Problems and tasks:
• 1. In the article on the Urumqi lockdown protests, how long had the lockdown that residents protested against lasted?
• 2. Extend the article on the Urumqi lockdown protests, picking up after its final paragraph.

Supplied text:
....

Covid-19 in China: Urumqi to ease lockdowns amid unrest over deadly fire
- Footage appears online of public protests and fire engines blocked from entering a residential complex
- Official says city has achieved ‘zero Covid’ while resident says people are at breaking point

Authorities in Urumqi in China’s far west said on Saturday the city would lift coronavirus restrictions “in phases” after footage surfaced online showing rare protests against a three-month lockdown.
The footage – later censored – showed hundreds of residents in a public square outside a government office, chanting slogans such as “serve the people” and “end the lockdown” and singing the national anthem. Other clips showed scuffles between residents and people in hazmat suits in the street.
On Saturday morning, Xinjiang’s Communist Party committee met and ordered the Urumqi government to “solidly” work to maintain social order and clamp down on any “violent resistance against Covid control measures”.

....

The data:
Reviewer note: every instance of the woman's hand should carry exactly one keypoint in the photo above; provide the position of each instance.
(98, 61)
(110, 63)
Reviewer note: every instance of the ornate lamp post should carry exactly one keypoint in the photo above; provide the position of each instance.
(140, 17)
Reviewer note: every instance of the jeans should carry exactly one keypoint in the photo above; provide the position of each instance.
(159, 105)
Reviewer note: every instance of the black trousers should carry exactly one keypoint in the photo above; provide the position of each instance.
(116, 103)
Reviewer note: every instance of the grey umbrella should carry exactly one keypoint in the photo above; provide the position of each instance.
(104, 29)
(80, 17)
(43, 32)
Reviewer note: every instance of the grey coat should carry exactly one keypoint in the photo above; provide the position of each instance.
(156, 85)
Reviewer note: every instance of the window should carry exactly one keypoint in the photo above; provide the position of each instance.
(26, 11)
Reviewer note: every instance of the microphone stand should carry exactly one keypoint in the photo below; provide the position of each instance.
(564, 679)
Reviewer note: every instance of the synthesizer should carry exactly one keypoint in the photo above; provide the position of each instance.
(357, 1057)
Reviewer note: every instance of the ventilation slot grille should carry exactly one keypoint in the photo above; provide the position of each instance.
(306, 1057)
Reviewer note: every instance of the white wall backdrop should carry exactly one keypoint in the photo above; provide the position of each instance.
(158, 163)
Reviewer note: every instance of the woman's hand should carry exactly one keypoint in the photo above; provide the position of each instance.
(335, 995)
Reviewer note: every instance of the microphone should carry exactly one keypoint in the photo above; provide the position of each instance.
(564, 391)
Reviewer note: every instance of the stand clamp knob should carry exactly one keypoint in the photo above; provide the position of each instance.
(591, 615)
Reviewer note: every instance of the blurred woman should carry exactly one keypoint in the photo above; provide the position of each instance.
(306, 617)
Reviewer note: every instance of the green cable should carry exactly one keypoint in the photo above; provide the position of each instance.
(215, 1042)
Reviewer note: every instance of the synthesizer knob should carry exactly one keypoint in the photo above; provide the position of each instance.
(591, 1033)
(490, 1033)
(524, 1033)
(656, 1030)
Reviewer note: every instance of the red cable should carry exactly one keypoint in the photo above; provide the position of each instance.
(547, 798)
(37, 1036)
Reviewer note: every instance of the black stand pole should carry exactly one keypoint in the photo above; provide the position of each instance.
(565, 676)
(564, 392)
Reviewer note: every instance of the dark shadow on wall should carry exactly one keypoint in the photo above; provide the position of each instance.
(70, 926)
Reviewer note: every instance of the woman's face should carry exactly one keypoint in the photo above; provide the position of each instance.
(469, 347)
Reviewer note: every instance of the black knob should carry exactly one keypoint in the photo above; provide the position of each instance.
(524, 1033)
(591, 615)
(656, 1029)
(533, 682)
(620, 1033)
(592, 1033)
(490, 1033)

....

Results:
• 1. Three months.

• 2.
An avalanche of angry online posts about the official explanation for the fire swept also across Chinese social media, with some internet users comparing the outcry to that following the death of whistle-blower doctor Li Wenliang, who died of Covid-19 in 2020 after being reprimanded for alerting his friends about the new disease.
An Urumqi resident reached by the South China Morning Post said he could not leave his home to verify the videos or to discuss them with others. But he said residents were all aware of the clips and the city had reached a breaking point.